# [Article]
# # # # # # #

Записи в блоге

Блог пользователя peltorator

So Do You Really Understand Fast Matrix Multiplication?

Автор peltorator, 3 дня назад, По-английски

Most of you have probably heard of $$$\omega$$$, the matrix multiplication exponent. Are you sure you fully understand its definition, though? I thought so too, until I started asking myself some uncomfortable questions and realized that I had some subtle misconceptions. To answer these questions, I read a bunch of papers and book chapters, and now I have some peace of mind. Let me try to scare you a bit first and then hopefully rebuild your understanding of fast matrix multiplication.

Let's start with four questions. Try to answer them before reading further.

Q1: Does there exist an $$$O(n^{\omega})$$$-time matrix multiplication algorithm?

Q2: Does there exist an $$$o(n^{\omega})$$$-time matrix multiplication algorithm?

Q3: Does there exist an $$$O(n^{\omega + 0.1})$$$-time algorithm for integer matrix multiplication?

Q4: Does there exist an $$$O(n^{\omega - 0.1})$$$-time algorithm for integer matrix multiplication?

Answers

If you had asked me a month ago, I would have been quite surprised by these answers. Now let's take a closer look at the matrix multiplication exponent and make sense of these answers.

But first: what is $$$\omega$$$? Intuitively, it should be something along the lines of "the smallest value $$$t$$$ such that $$$n \times n$$$ matrices can be multiplied in time $$$O(n^t)$$$". From this definition, the answer to the first question should clearly be "yes". However, the definition is not quite right because the relevant set of exponents may not have a minimum. The correct definition takes the infimum over all valid exponents.

There could be no single "best" matrix multiplication algorithm, but only a sequence of better and better ones. As a result, the definition only guarantees algorithms running in time $$$O(n^{\omega + \varepsilon})$$$ for every fixed $$$\varepsilon \gt 0$$$. It does not tell us whether the infimum is actually attained. So Q1 is not true by definition. It might be true, but we simply don't know.

This is why statements like "using fast matrix multiplication we solve the problem in $$$O(n^{\omega})$$$ time" are not very precise. Even though before this journey I knew that $$$\omega$$$ is an infimum and not a minimum, I never stopped to think through what that really implies. If you want a notation for an actual achievable running time, writing something like $$$\mathrm{MM}(n, n, n)$$$ is cleaner. Here we mean that we can plug in the time complexity of any specific matrix multiplication algorithm.

Time complexities of the form $$$O(n^{\omega} \cdot \log n)$$$ make even less sense. What people usually mean is that the algorithm performs $$$O(\log n)$$$ matrix multiplications, plus some lower-order work. But we are measuring small logarithmic factors while being imprecise about a much larger polynomial factor. Once you write the bound as $$$O(n^{\omega + \varepsilon} \log n)$$$, the extra $$$\log n$$$ can be absorbed into a slightly larger exponent, so this is still just $$$O(n^{\omega + \varepsilon'})$$$ for every $$$\varepsilon' \gt 0$$$.

# # # # # # #

# [Information shown]
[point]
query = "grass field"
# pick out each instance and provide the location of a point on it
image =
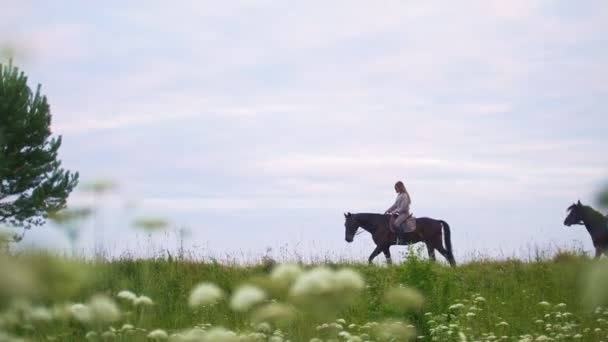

# # # # # # #

# [Written instruction]
Reproduce the passage of the fast matrix multiplication post starting at "This is why" and ending at "matrix multiplication algorithm.", changing "journey" to "investigation". The lines above are not needed for this work.

# [Exercise result]
This is why statements like "using fast matrix multiplication we solve the problem in $$$O(n^{\omega})$$$ time" are not very precise. Even though before this investigation I knew that $$$\omega$$$ is an infimum and not a minimum, I never stopped to think through what that really implies. If you want a notation for an actual achievable running time, writing something like $$$\mathrm{MM}(n, n, n)$$$ is cleaner. Here we mean that we can plug in the time complexity of any specific matrix multiplication algorithm.